Start of Extracted records

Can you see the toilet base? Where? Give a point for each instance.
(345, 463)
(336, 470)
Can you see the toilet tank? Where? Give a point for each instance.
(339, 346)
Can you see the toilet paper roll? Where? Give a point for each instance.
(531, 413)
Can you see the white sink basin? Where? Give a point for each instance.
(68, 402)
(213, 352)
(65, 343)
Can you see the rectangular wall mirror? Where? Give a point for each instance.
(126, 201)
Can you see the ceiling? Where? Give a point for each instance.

End of Extracted records
Start of Extracted records

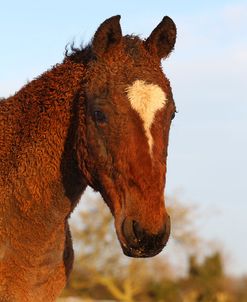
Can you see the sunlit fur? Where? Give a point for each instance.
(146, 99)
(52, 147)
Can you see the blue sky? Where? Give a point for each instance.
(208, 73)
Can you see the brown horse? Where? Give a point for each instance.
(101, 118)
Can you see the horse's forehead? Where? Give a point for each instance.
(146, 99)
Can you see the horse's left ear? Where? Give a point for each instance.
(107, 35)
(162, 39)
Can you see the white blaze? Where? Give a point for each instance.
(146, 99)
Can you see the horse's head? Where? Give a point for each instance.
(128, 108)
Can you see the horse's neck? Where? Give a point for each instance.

End of Extracted records

• Task requirements:
Copy out each row above that contains the word "toilet", in full.

• In response:
Can you see the toilet base? Where? Give a point for each instance.
Can you see the toilet tank? Where? Give a point for each instance.
Can you see the toilet paper roll? Where? Give a point for each instance.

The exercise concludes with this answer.